» **Alıştırmanın amacı**
Aşağıdaki kayıtların tamamını, "car door" ifadesini her geçtiği yerde "car window" ile değiştirip geri kalan her şeyi aynen koruyarak yeniden yazın. Lütfen resimleri cevaba almayın.

Bir koleksiyondan alınmış kayıtlar
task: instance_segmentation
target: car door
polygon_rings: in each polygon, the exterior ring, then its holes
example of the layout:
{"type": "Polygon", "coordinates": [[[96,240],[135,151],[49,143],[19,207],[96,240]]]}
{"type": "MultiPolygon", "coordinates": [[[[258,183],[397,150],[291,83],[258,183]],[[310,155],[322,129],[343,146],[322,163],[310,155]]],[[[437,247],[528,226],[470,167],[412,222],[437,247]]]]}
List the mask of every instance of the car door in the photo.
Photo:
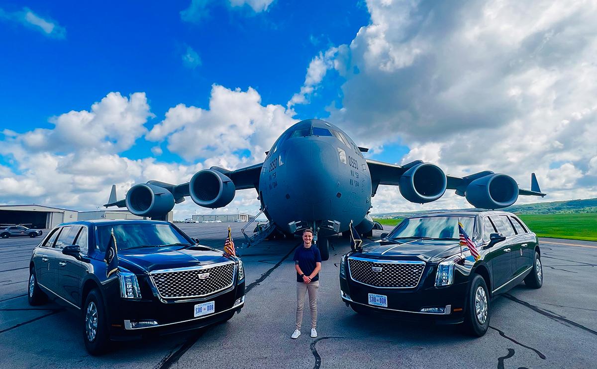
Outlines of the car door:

» **Doğru cevap**
task: instance_segmentation
target: car window
polygon_rings: in each polygon, the exterior ring, then its holes
example of the layout:
{"type": "Polygon", "coordinates": [[[96,240],[135,151],[49,143],[19,207],[96,240]]]}
{"type": "MultiPolygon", "coordinates": [[[[258,183],[397,150],[291,83],[258,183]],[[310,155],[322,129],[343,146],[322,163],[310,155]]],[[[437,247],[528,226],[470,167],[412,222],[437,247]]]]}
List the mask of every instance of the car window in the photo.
Photo:
Outlines of the car window:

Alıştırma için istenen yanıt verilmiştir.